As an avg dev, what I can even do with 10 agents? It like managing 10 toddlers who can code, it looks good but it becomes hard to manage as you have limited context in your brain.
2 is the best setup if you can afford. One can write Tests and other can write the code. This is better because if you just use the same agent instance, its not gonna be able to write good tests as it will just write tests that its code is gonna pass. Its different for everyone else, but for me, 2 is the best setup for TDD.
Apart from that, you can just go ahead and do it your own way. I have found that many senior engineers think they are special when they can make Claude Code do something, they think its with their setup but I am usually able to replicate without any setups or Agents.md/Claude.md, the models are good enough without any complex setup.
I agree that extensive modding isn’t required. Just maintaining my claude.md seems to do the trick.
It’s like a fire extinguisher that helps engineers manage the problems they created to begin with.
(I ended up just using the claude web interface and making it use a checklist, took 8 hours)
I’ll occasionally have it write a little regex for me, which it does a decent job with, that’s its main use.
That is, don’t judge the llm hype by copilot its staggeringly bad.
• • • • •
**About this task**
Transcribe the stretch of the coding-agents thread from "It’s like a" through "took 8 hours)", word for word.

**Point localization data**
• • • • •
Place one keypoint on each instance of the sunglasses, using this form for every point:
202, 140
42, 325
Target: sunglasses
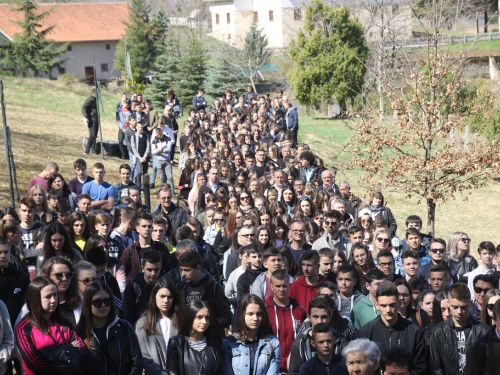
60, 275
88, 280
435, 251
383, 240
100, 302
479, 290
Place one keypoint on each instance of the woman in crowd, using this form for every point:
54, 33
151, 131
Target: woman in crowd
57, 244
112, 342
196, 349
43, 326
459, 259
253, 342
42, 211
490, 298
79, 230
159, 323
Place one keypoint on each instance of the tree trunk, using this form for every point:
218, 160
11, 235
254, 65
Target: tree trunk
431, 216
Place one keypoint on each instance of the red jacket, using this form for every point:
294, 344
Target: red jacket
302, 291
283, 326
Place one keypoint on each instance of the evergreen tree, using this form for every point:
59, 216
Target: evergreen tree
31, 53
142, 36
166, 73
191, 67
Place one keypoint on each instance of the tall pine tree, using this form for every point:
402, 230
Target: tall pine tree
31, 52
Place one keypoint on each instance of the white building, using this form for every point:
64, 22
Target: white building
88, 28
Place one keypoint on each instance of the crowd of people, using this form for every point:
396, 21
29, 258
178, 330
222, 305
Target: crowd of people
262, 265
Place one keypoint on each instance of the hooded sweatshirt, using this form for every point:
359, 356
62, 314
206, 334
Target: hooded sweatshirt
302, 291
285, 322
363, 312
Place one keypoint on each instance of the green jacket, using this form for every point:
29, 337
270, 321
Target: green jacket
363, 312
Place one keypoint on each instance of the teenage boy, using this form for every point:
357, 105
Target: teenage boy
449, 342
262, 284
414, 221
121, 188
326, 260
332, 237
288, 313
101, 192
437, 250
304, 287
348, 297
390, 329
136, 296
319, 311
31, 249
123, 236
325, 362
410, 263
482, 283
197, 285
385, 263
365, 311
439, 277
76, 184
84, 204
396, 361
486, 251
132, 256
246, 280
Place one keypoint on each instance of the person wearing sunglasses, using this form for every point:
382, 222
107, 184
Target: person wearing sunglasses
459, 259
112, 342
490, 298
85, 274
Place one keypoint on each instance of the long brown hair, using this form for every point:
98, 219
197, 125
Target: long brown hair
34, 304
153, 314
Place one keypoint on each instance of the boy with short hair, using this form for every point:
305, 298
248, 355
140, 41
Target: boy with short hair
365, 311
76, 183
304, 287
449, 340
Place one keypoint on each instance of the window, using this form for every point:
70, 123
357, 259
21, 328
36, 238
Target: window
297, 14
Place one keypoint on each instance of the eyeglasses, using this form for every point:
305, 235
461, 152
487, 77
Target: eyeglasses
60, 275
88, 280
99, 302
435, 251
479, 290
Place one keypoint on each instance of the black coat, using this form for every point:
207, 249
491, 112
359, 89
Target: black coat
403, 333
122, 356
443, 345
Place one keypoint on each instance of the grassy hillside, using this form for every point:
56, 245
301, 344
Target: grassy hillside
46, 124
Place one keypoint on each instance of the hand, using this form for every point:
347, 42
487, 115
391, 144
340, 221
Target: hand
76, 344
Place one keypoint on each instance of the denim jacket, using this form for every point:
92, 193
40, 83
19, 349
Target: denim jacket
237, 359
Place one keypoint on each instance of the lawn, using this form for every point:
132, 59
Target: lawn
46, 124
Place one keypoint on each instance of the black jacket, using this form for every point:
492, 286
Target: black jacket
443, 345
213, 294
178, 217
403, 333
122, 355
182, 360
135, 299
484, 356
13, 287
• • • • •
**Result for this exercise**
It’s like a fire extinguisher that helps engineers manage the problems they created to begin with.
(I ended up just using the claude web interface and making it use a checklist, took 8 hours)